[Location identification entries]

********

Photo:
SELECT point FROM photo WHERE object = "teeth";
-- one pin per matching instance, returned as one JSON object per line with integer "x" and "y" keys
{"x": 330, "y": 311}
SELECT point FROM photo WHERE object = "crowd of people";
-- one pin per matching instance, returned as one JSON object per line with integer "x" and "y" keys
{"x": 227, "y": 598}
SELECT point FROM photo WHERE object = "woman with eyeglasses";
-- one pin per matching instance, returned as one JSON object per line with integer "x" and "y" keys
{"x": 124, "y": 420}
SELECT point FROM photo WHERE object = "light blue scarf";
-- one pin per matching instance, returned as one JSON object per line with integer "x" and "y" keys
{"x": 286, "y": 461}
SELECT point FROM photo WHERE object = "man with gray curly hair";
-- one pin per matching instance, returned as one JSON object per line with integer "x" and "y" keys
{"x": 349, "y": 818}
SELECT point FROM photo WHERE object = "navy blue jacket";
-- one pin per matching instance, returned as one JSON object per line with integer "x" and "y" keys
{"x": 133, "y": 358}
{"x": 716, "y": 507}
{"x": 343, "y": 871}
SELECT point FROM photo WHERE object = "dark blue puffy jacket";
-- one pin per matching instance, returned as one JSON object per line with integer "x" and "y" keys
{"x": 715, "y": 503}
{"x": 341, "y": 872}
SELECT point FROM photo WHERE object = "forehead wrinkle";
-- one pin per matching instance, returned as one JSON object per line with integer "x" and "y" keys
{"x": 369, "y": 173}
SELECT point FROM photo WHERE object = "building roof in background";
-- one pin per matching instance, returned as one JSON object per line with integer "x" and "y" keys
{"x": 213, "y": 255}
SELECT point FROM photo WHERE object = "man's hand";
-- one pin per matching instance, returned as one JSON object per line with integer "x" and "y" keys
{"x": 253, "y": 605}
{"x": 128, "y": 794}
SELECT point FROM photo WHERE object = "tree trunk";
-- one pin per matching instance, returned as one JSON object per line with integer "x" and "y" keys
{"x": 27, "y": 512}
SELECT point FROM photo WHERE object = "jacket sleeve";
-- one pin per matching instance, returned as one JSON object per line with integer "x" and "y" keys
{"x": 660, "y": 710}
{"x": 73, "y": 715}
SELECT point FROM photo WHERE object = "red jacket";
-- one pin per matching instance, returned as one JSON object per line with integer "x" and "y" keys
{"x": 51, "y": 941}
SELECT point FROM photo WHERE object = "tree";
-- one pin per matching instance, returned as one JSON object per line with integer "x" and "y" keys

********

◆ AIM OF THE TASK ◆
Reproduce the records above in full, switching every instance of "jacket" to "coat" and leaving everything else unaltered.

◆ OUTPUT FOR THIS TASK ◆
Photo:
SELECT point FROM photo WHERE object = "teeth";
-- one pin per matching instance, returned as one JSON object per line with integer "x" and "y" keys
{"x": 330, "y": 311}
SELECT point FROM photo WHERE object = "crowd of people";
-- one pin per matching instance, returned as one JSON object per line with integer "x" and "y" keys
{"x": 227, "y": 598}
SELECT point FROM photo WHERE object = "woman with eyeglasses";
-- one pin per matching instance, returned as one JSON object per line with integer "x" and "y" keys
{"x": 124, "y": 420}
SELECT point FROM photo WHERE object = "light blue scarf";
-- one pin per matching instance, returned as one JSON object per line with integer "x" and "y" keys
{"x": 286, "y": 461}
SELECT point FROM photo WHERE object = "man with gray curly hair";
-- one pin per matching instance, returned as one JSON object per line with integer "x" and "y" keys
{"x": 349, "y": 818}
SELECT point FROM photo WHERE object = "navy blue coat";
-- one pin per matching instance, returned as one JSON object per line with integer "x" and "y" keys
{"x": 133, "y": 358}
{"x": 716, "y": 507}
{"x": 343, "y": 871}
SELECT point FROM photo WHERE object = "dark blue puffy coat";
-- one pin per matching instance, returned as one JSON object per line with integer "x" and "y" keys
{"x": 715, "y": 503}
{"x": 341, "y": 872}
SELECT point FROM photo WHERE object = "forehead wrinkle";
-- one pin per matching instance, returned as one JSON object per line with integer "x" and "y" keys
{"x": 369, "y": 173}
SELECT point FROM photo WHERE object = "building roof in background";
-- one pin per matching instance, returned as one JSON object per line with integer "x" and "y" keys
{"x": 213, "y": 255}
SELECT point FROM photo WHERE object = "man's hand";
-- one pin per matching instance, returned as one JSON object per line with integer "x" and "y" keys
{"x": 253, "y": 605}
{"x": 128, "y": 794}
SELECT point FROM photo WHERE object = "tree trunk";
-- one pin per matching instance, returned as one JSON object per line with integer "x" and "y" keys
{"x": 27, "y": 512}
SELECT point FROM photo WHERE object = "coat sleeve";
-- one pin per matching instance, returned as one JSON object per line with integer "x" and "y" keys
{"x": 660, "y": 710}
{"x": 73, "y": 715}
SELECT point FROM photo WHERE object = "red coat";
-- one pin per matching instance, returned as one JSON object per line with integer "x" and "y" keys
{"x": 51, "y": 941}
SELECT point FROM photo WHERE object = "tree";
-- one pin per matching instance, returned as one JSON object per line with integer "x" and "y" keys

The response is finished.